(Record set)

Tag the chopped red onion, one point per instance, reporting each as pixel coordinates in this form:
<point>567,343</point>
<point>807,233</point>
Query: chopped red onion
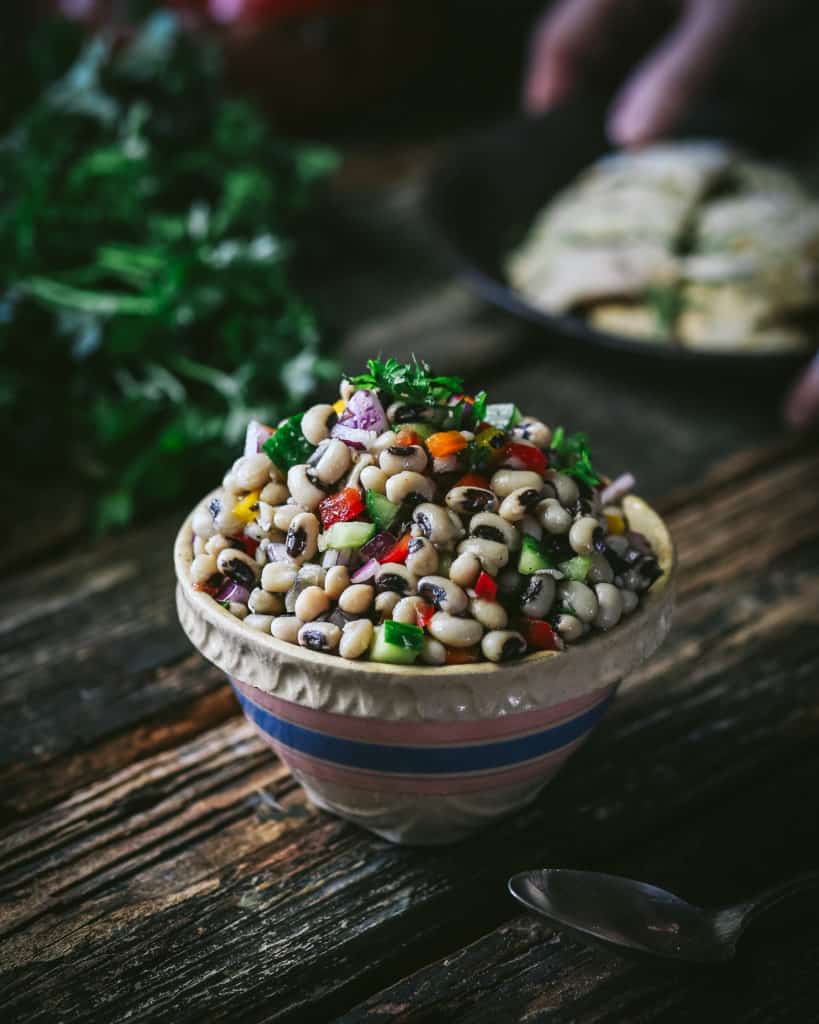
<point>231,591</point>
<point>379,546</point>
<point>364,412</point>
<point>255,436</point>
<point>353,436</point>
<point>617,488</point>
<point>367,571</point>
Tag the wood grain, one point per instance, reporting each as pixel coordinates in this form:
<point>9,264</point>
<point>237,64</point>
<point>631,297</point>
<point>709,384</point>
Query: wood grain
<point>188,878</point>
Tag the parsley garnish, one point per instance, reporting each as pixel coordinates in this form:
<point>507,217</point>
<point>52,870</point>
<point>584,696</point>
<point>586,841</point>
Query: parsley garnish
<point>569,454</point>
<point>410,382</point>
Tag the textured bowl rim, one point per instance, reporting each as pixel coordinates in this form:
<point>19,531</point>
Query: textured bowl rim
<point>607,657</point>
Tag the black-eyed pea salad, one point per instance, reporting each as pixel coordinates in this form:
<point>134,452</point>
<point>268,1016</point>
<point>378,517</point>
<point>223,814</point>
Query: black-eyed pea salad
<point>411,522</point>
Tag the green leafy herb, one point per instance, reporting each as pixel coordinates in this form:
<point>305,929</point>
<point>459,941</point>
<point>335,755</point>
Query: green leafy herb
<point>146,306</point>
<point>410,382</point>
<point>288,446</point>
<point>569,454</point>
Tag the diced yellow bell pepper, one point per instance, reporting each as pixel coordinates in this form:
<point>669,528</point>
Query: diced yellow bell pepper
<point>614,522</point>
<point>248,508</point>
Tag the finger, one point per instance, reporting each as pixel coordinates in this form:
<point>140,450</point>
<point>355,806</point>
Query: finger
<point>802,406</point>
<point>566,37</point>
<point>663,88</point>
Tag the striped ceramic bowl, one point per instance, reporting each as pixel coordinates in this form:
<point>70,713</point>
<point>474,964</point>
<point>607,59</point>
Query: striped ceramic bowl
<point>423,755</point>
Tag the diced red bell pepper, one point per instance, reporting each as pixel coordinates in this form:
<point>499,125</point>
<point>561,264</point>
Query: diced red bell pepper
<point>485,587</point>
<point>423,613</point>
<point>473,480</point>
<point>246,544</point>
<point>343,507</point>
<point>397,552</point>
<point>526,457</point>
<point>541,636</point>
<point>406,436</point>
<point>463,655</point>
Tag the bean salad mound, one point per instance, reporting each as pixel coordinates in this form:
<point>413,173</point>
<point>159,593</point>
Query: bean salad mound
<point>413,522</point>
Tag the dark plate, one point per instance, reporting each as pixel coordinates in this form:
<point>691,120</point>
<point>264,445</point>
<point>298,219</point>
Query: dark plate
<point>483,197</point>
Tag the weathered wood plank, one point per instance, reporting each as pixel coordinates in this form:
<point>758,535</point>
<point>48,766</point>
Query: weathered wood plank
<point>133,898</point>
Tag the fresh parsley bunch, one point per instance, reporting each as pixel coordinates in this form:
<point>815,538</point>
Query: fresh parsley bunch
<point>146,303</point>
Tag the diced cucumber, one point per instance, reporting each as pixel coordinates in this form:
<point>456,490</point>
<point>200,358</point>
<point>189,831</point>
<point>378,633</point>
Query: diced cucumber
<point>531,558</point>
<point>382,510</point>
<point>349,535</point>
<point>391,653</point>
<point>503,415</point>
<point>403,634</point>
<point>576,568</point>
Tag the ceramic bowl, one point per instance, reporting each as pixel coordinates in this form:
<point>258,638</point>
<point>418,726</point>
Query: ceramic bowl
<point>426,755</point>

(Task directions)
Copy out the records exactly. Do not include the pictures.

(Answer to the problem)
Tag the chopped red onion, one point per instance, reporting each as pixel coordinates in this form:
<point>567,343</point>
<point>807,233</point>
Query: chopped red onion
<point>231,591</point>
<point>379,546</point>
<point>364,412</point>
<point>255,436</point>
<point>353,436</point>
<point>617,488</point>
<point>367,571</point>
Tag the wood grain, one point per instance, reporting each as pixel coordinates in this form:
<point>9,264</point>
<point>237,64</point>
<point>631,297</point>
<point>709,384</point>
Query: wood grain
<point>188,878</point>
Tag the parsley garnish, one point per instance, reporting each as pixel coordinates in this form:
<point>507,217</point>
<point>52,870</point>
<point>584,696</point>
<point>586,841</point>
Query: parsley garnish
<point>569,454</point>
<point>410,382</point>
Tag the textured bowl rim, one point per instance, reporting each as pixel coordinates in this form:
<point>19,531</point>
Query: textured bowl rim
<point>607,657</point>
Tag the black-eyed pea salad, one point per instance, reporting each as pixel coordinates in this form:
<point>134,452</point>
<point>268,1016</point>
<point>378,517</point>
<point>223,814</point>
Query: black-eyed pea salad
<point>411,522</point>
Tag the green leafy herb, one point per instance, reporting each as pixel coordinates in this form:
<point>305,929</point>
<point>459,941</point>
<point>335,755</point>
Query: green leafy herb
<point>146,306</point>
<point>410,382</point>
<point>288,446</point>
<point>569,454</point>
Tag the diced yellow bell pepper, one point per instance, reporting each as pixel coordinates in this form:
<point>669,528</point>
Query: diced yellow bell pepper
<point>614,522</point>
<point>248,508</point>
Tag the finger, one point per instance, reporting each as pixel coordinates in this form:
<point>140,450</point>
<point>355,806</point>
Query: finger
<point>802,406</point>
<point>566,37</point>
<point>663,88</point>
Tag the striped ceramic bowl, one point per instance, reporting each as pixel coordinates in this form:
<point>70,713</point>
<point>474,964</point>
<point>607,59</point>
Query: striped ceramic bowl
<point>423,755</point>
Tag the diced red bell pepper, one point per instance, reporting each as pixel coordinates in this form:
<point>499,125</point>
<point>561,264</point>
Query: diced red bell pepper
<point>485,587</point>
<point>423,613</point>
<point>473,480</point>
<point>246,544</point>
<point>343,507</point>
<point>397,552</point>
<point>526,457</point>
<point>541,636</point>
<point>406,436</point>
<point>463,655</point>
Tag the bean salad mound, one point per instance, reporting each as pixel coordinates in this form:
<point>413,173</point>
<point>159,593</point>
Query: bean salad mound
<point>413,522</point>
Tag the dark plate, one point per instance, reporting each as pixel coordinates in this form:
<point>691,120</point>
<point>264,445</point>
<point>298,219</point>
Query: dark plate
<point>483,197</point>
Tag the weathered wood plank, one point per instance, reporting each as pixel coordinates in this form:
<point>758,535</point>
<point>48,766</point>
Query: weathered wood plank
<point>133,898</point>
Tag the fresh parsley bunch, one point per instance, reporting each as pixel coordinates in this form:
<point>815,538</point>
Query: fresh parsley bunch
<point>146,303</point>
Tag the diced cucumber, one point per instance, reporting each as pixel coordinates in this form:
<point>456,490</point>
<point>200,358</point>
<point>189,831</point>
<point>378,633</point>
Query: diced cucumber
<point>531,558</point>
<point>382,510</point>
<point>349,535</point>
<point>391,653</point>
<point>503,415</point>
<point>403,634</point>
<point>576,568</point>
Tag the ceramic bowl, one point per instance, reporting each as pixel coordinates in this form:
<point>258,638</point>
<point>418,726</point>
Query: ceramic bowl
<point>426,755</point>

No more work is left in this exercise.